-- START LISTING --

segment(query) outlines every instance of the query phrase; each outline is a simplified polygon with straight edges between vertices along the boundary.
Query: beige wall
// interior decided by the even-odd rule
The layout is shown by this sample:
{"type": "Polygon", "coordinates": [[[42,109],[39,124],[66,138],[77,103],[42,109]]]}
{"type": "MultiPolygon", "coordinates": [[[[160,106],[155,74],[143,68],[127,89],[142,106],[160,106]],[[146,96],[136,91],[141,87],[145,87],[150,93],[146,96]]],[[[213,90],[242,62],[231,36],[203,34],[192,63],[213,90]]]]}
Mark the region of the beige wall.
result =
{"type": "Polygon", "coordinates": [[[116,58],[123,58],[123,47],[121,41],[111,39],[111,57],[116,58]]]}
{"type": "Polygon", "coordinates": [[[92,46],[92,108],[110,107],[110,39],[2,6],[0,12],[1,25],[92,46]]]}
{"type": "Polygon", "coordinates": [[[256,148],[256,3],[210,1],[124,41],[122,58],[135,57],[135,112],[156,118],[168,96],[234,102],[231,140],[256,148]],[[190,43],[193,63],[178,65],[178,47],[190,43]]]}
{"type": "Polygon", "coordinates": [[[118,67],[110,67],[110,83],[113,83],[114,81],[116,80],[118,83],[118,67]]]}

-- END LISTING --

DIRECTION: Copy verbatim the stretch of lines from the first one above through the one containing "The layout is", including both of those lines.

RESULT BELOW:
segment(query) outlines every instance of the query phrase; each outline is a simplified polygon with straight edges between vertices along the boundary.
Query: beige wall
// interior decided by the even-odd rule
The layout is shown by this sample:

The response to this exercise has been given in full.